[SET TASK 1] Report each line of the records that contains the string "hedge", copying every such line in full. Case counts.

[READING TEXT]
"""

With more and more job boards suggesting salary information when posting jobs and some states in the U.S. now requiring that companies disclose this information, we've added a Salary Field to your job templates and encourage you to start using it. 

This article will quickly help you understand how to use the Salary Field and then detail the reasons why this information could be an important part of your job listings. 

Tips for Using the Salary Field

  • The Salary Field is Optional and can be left blank.
  • The Salary Field will be found directly under the Job Description text box when you create a new job. If you'd like to add these details to an existing job, please use the drop-down arrow next to the job title on your Dashboard to Edit Job

  • At this time the Salary Field is only available in USD. You can use a free rate converter to determine what the USD value of your Salary would be if posting the job in another currency. Simply type "currency converter" into the browser of your choice to find an available tool. 
  • If you'd prefer to use a single rate and not a range, please add your salary details to the Max box and leave the Min blank. Rules currently in place require that the Minimum rate be lower than the Maximum rate OR be left blank.

  • Rates of pay currently offered are Hourly, Weekly, Monthly & Annually which align with most job boards. Some job boards will allow additional options (like a "day" rate) and when sponsoring a job to one of these job boards you will be able to overwrite the info you added into the Salary Field to adjust for those alternative rates. You would do so when using the Post to Job Boards shopping cart area. 
  • Do not include multiple salaries within the job title or job description as this may cause confusion for Job Boards when posting your job. 
  • If you intend to pay with 1099 options, you can include that information in the Job Description.
  • The Salary Information will appear on your Careers Page, directly under the location information.

  • The Salary Field can only accept numbers and decimals and will not accept commas, spaces between numbers, letters, or other characters. Please see the chart below:

Please Use:Please Do Not Use:

1 000





1 500.50


The following job boards support the Salary Field at this time:

  • ZipRecruiter (Excluding Daily)
  • Indeed
  • Monster
  • SnagAJob
  • Craigslist
  • and the majority of our Free Boards that display salaries

If you have any questions or run into any unexpected issues, please create a support ticket and let our team of experts help you!

"""

[SET TASK 2] Continue the Salary Field article from the point where it ends.

[RECORDS FOR THIS EXERCISE]
"""

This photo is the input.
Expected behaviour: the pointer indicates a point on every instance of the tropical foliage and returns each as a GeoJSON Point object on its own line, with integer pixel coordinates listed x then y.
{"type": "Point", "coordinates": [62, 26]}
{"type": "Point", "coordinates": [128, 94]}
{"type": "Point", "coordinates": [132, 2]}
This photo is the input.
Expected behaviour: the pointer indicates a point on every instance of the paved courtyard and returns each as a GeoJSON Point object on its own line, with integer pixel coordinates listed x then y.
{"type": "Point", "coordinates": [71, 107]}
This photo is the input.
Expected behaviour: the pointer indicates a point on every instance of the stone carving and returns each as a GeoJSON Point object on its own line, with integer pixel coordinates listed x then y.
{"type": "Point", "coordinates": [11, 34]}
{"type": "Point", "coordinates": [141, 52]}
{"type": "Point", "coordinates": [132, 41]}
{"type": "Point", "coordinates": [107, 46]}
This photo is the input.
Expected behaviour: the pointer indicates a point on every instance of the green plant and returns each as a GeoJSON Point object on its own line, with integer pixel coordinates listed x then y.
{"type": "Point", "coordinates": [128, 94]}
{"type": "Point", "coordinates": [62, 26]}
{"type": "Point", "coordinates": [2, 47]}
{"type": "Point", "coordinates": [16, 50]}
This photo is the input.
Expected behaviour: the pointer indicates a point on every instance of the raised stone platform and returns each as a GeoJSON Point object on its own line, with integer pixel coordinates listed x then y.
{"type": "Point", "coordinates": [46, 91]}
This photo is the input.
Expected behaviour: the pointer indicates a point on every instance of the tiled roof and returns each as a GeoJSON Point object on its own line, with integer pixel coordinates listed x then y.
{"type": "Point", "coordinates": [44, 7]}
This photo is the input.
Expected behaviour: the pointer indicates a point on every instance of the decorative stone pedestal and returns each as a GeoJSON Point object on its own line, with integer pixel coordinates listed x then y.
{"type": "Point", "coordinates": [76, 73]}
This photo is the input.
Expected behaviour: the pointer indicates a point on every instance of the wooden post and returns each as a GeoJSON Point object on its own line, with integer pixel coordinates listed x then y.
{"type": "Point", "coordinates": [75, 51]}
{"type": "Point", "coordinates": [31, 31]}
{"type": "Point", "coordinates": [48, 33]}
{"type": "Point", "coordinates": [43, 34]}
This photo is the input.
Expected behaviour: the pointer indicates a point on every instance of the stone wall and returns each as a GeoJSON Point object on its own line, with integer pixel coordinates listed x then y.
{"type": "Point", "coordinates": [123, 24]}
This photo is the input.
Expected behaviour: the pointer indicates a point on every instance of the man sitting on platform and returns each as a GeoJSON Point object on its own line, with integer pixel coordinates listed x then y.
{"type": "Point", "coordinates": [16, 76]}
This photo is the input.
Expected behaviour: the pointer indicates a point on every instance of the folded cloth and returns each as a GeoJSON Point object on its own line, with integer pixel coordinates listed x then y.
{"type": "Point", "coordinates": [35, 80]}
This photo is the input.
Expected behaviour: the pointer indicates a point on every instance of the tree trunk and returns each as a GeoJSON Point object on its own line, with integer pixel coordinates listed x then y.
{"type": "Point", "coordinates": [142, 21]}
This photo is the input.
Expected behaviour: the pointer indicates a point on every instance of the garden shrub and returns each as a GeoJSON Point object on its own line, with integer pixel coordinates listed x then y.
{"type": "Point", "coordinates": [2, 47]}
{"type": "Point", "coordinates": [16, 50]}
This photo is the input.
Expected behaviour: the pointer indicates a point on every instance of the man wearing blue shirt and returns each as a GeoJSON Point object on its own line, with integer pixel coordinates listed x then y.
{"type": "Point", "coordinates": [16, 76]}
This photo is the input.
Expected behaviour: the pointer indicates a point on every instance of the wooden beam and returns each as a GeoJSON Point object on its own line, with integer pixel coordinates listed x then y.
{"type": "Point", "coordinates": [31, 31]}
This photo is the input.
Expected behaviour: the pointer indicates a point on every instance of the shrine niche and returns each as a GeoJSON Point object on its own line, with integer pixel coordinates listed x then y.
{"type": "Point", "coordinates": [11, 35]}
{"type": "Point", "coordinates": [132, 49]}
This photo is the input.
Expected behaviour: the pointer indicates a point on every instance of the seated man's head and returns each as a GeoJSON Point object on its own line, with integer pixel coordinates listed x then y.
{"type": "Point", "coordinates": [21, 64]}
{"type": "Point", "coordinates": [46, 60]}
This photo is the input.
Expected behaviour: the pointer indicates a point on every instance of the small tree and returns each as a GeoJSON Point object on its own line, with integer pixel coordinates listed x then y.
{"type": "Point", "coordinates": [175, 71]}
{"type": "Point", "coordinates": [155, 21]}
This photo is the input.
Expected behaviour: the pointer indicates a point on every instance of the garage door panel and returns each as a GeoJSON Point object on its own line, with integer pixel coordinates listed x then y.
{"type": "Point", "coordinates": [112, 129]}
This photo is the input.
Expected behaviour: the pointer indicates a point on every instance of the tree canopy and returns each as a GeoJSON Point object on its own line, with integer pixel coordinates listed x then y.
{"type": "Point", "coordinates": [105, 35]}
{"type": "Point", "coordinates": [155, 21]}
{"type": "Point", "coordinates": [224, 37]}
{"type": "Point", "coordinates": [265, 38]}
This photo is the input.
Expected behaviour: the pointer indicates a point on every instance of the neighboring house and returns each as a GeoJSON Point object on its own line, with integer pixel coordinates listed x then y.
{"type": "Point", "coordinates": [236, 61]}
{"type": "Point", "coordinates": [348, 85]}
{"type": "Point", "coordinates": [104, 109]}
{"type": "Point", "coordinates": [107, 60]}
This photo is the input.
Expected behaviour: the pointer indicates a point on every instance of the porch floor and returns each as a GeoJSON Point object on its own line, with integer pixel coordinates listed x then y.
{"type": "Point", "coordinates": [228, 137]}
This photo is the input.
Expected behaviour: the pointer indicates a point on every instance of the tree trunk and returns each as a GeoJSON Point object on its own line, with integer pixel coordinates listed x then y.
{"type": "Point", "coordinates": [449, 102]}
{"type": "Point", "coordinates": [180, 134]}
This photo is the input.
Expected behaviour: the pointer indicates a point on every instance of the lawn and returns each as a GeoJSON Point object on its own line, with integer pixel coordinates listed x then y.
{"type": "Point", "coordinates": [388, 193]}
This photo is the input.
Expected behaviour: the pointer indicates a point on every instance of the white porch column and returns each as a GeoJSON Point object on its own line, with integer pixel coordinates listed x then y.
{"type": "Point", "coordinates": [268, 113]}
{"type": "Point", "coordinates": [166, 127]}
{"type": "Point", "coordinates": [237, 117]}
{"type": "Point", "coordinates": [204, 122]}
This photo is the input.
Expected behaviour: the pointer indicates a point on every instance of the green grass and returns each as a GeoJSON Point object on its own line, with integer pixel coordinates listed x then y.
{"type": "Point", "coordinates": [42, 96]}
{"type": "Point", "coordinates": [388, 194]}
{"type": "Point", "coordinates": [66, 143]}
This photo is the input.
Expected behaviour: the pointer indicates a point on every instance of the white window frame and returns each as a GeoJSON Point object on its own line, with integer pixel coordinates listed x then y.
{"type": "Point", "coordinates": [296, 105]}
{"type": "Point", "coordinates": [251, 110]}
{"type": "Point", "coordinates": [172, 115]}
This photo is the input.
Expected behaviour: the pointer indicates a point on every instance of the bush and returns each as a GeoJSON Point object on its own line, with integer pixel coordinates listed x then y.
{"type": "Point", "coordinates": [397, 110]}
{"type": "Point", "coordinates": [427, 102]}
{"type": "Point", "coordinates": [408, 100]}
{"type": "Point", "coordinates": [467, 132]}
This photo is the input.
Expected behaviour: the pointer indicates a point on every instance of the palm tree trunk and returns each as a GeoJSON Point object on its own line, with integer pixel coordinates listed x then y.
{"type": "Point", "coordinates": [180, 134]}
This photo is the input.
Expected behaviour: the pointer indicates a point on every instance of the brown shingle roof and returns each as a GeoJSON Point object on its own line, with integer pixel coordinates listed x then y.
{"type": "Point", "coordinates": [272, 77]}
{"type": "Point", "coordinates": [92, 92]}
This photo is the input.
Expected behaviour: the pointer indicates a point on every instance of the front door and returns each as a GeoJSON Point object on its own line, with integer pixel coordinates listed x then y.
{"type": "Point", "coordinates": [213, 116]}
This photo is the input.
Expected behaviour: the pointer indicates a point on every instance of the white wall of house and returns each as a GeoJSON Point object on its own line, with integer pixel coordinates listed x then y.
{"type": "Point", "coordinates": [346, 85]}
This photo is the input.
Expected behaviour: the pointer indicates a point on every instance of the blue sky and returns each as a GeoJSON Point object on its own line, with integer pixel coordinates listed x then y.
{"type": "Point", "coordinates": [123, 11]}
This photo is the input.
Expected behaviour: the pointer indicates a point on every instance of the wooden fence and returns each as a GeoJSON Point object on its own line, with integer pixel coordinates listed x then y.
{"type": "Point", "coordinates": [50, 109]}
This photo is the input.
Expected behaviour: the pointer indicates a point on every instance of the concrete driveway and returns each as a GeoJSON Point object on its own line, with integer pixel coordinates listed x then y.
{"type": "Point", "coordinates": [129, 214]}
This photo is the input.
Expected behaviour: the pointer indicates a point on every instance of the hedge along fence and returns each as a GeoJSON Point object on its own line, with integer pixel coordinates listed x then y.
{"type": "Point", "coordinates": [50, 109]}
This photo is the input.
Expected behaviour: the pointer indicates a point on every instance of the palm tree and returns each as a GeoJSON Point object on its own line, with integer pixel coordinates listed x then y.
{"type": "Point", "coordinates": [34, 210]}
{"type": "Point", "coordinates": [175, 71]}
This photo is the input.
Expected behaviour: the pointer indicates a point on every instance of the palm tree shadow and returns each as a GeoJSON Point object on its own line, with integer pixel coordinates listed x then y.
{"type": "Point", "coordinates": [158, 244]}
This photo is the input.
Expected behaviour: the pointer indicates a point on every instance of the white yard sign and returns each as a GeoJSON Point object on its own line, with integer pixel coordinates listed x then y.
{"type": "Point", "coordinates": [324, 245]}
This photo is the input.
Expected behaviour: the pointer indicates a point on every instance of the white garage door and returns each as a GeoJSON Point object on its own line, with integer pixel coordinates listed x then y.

"""

[EXPECTED ANSWER 1]
Expected behaviour: the pointer indicates a point on every instance of the hedge along fence and returns each as a GeoJSON Point object on its own line, with integer pixel coordinates listed x then y.

[EXPECTED ANSWER 2]
NOTE: ZipRecruiter actively enforces pay rate transparency on all ZipRecruiter advertisement products (free and sponsored ads). If a job is sent to ZipRecruiter without pay rate information specified they will estimate the pay rate for that job on that advertisement. 

6 Reasons You Should Include Salary Details

1) Job Boards are starting to include ranges

Many job boards are starting to include salary information, whether you like it or not. We've had several Hiring Managers reach out to our Support Team in a bit of a panic because a job board listed an "expected salary range" that did not fall into the range they were planning to offer. The only solution for this issue is to post the range you expect to offer for your job and avoid the job board algorithms determining one for you.  

2) Salary is one of the first things job seekers look for when browsing job descriptions.

When LinkedIn studied what parts of a job description were most important to candidates, compensation came in at the top with 61% of applicants highlighting those details. 

3) Increase Your Applicant Traffic

Applying for a job takes time and candidates need to know that they are applying for a job that will meet their minimum requirements. When you list the salary information for your job you make it clear what is in the offer and give top candidates a reason to stop scrolling and apply for your position. Some job boards report a 40-50% increase in Applicant Traction when salary details are included. Additionally, providing this info to qualified applicants can speed up the hiring process as Hiring Managers have to spend less time fielding salary questions from applicants that may withdraw if the numbers don't meet their needs. 

4) Diversity and Inclusion Means Pay Equity 

With Diversity and Inclusion Training coming to the forefront of Corporate Culture, transparent salary practices help align your company with ethical choices. In 2020, full-time, year-round working women earned 83% of what their male counterparts earned, according to the Census Bureau’s most recent analysis. Women of color make even less than their male counterparts with that number ranging from 57% to 63%. The simplest way to help your company avoid wage discrimination is to publicly list the salary range for your posted jobs. 

5) Millennials Demand It

“Millennials are most likely to discuss their compensation with their parents (71%) or their friends (47%). In comparison, older staff are substantially less likely to discuss their compensation with co-workers (19%), friends (24%) or parents (31%).” - Jennifer Deal, ‘What Millennials Want From Work’

Millennials will constitute 75% of the workforce by 2025 and one of the hallmarks of this generation is a sense of openness and honesty about finance and company work ethics. Working to include and attract this generation to your team will become a vital part of your recruiting over the next couple of years, so it only makes sense to include information that they actively seek.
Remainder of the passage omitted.